- READING PASSAGE -
Prompting My Mac

Last week, I decided my Dock icons were too large. Instead of navigating through System Settings, I ran a single command: nix-ask "make my dock icons smaller".

Within thirty seconds, the change was live. Claude Code had opened my Nix configuration, found the Darwin module, dropped the tilesize from 96 to 48, and rebuilt the system. This works because when a machine is defined entirely in code, an AI doesn't have to guess where a setting is hidden; it simply reads the map.

Most macOS setups are a fragmented collection of .zshrc files, JSON snippets, and manual UI toggles. For an AI agent, this is a maze. In contrast, a Nix flake provides a structured hierarchy that is easy for a language model to parse:

flake.nix
├── modules/darwin/system.nix   # OS-level: Dock, Finder, Keyboard
├── home/packages.nix           # CLI & GUI applications
└── home/programs/neovim.nix    # Editor-specific configuration

This structure makes room for high-level requests that touch multiple layers of the OS at once. When I wanted to start a project in Go, I didn't install a single binary by hand. I just told the AI I needed a Go development environment, and it added the compiler to my package list and wired up the gopls language server inside my Neovim module. A minute later I was writing code in a fully equipped environment.

- DATASET CONTENT -
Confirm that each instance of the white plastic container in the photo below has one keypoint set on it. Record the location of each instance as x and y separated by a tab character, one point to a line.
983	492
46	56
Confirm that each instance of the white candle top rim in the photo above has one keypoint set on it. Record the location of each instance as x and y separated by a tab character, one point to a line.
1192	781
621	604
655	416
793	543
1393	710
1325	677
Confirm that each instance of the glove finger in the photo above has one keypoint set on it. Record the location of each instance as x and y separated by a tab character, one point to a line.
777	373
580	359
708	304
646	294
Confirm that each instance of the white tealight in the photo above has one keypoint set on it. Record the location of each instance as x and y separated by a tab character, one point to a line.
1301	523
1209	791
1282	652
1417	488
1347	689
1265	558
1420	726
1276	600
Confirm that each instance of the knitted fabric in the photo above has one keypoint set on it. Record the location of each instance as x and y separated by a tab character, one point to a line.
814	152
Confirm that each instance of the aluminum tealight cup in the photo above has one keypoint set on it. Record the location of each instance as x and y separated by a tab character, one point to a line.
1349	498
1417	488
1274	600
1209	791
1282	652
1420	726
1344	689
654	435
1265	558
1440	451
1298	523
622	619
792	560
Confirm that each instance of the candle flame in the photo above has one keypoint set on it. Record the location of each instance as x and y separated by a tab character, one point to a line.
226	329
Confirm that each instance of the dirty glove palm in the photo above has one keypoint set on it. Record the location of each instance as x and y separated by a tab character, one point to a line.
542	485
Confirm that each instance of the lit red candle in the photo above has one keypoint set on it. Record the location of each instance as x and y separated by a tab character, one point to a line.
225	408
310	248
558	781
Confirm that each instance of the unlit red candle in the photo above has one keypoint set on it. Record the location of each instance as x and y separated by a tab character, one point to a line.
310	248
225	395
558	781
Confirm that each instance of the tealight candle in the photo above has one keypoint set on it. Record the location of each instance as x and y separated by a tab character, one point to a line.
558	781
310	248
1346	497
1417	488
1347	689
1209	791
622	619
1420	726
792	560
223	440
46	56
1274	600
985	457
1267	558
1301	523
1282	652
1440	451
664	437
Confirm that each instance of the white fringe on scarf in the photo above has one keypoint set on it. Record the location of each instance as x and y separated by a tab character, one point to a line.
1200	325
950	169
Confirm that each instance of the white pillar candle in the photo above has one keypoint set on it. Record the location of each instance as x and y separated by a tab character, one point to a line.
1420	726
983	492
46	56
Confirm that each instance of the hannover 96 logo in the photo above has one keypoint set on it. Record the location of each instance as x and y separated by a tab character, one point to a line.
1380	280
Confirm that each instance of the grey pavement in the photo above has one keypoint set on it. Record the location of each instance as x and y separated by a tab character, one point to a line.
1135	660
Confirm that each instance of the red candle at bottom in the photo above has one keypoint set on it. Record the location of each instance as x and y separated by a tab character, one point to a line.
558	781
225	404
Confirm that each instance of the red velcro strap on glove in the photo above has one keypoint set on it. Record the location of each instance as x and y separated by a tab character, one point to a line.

- WORK ORDER -
Continue the essay about changing Mac settings by asking an AI to edit a Nix configuration, starting after its last sentence.

- RESULT FOR THIS EXERCISE -
The same principle applies to aesthetics. Changing a system theme is usually tedious work, since it means keeping the terminal, the editor, and the system UI in sync. I recently asked for the "Catppuccin Mocha" theme across my entire stack, and the AI updated my terminal colors, fzf variables, and Neovim theme in one pass. Because the whole configuration is versioned in Git and managed by Nix, the risk is negligible: if I dislike a change, a git checkout or a Nix rollback snaps the system back to its previous state instantly.

The goal isn't to be "lazy" with configuration so much as to strip the friction out of system maintenance. A small alias bridges the gap:

nix-ask() {
  (cd ~/nix-config && claude --dangerously-skip-permissions "$*")
}

Nix is famous for its steep learning curve, but AI flattens it. You don't have to be a Nix expert to keep a perfectly managed machine; you just need a configuration an AI can reason about. My Mac has gone from a pile of settings I have to manage to a system I can simply talk to.